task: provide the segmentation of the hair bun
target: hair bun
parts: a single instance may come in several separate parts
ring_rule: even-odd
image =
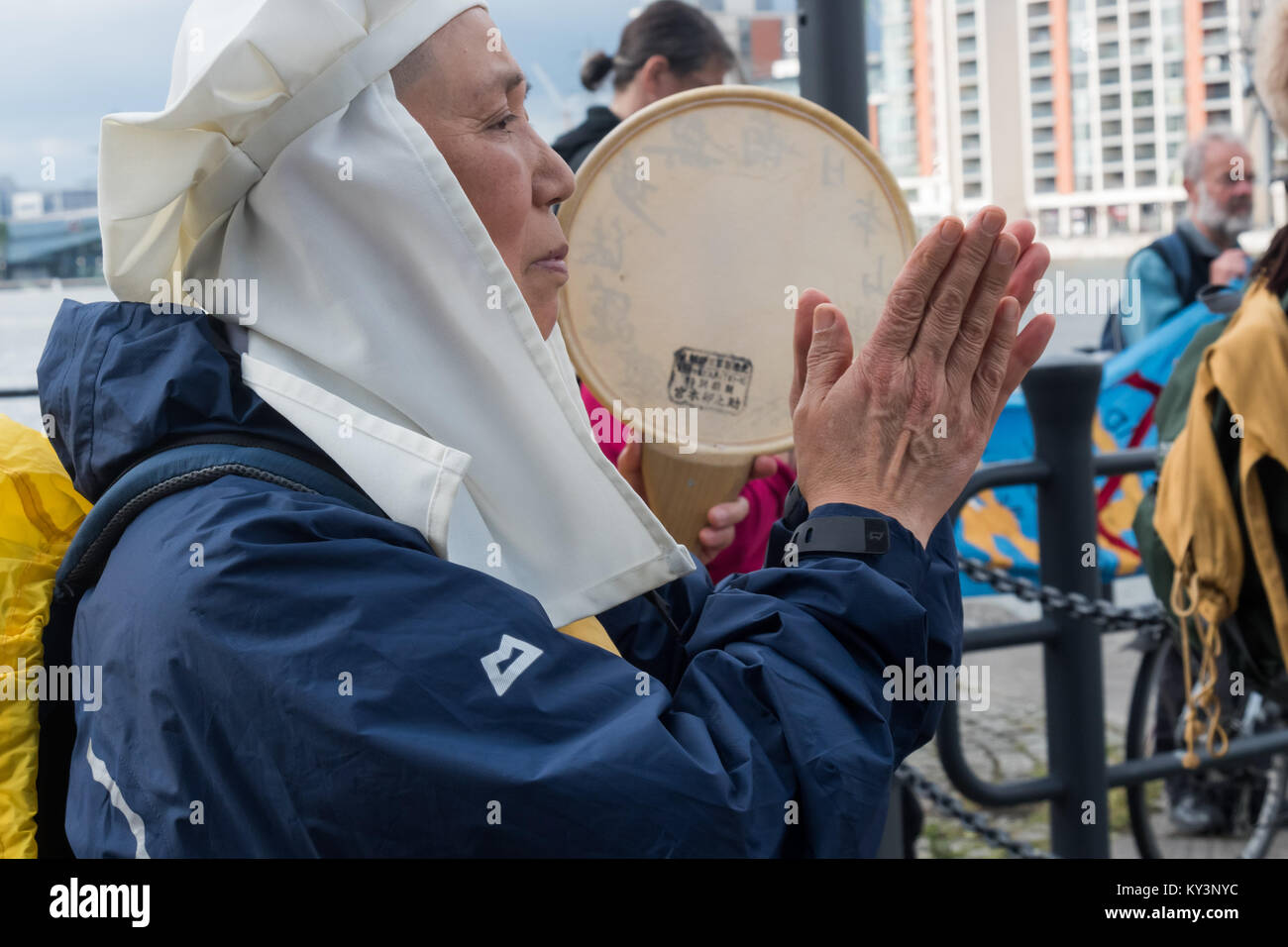
[[[613,57],[604,50],[599,50],[581,67],[581,84],[594,91],[612,70]]]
•••••
### Given problem
Please print the records above word for word, leaving out the pictures.

### Completed exercise
task: provide the segmentation of the hair bun
target: hair bun
parts: a single instance may come in several separate parts
ring_rule: even-odd
image =
[[[613,57],[604,50],[599,50],[581,67],[581,84],[594,91],[612,70]]]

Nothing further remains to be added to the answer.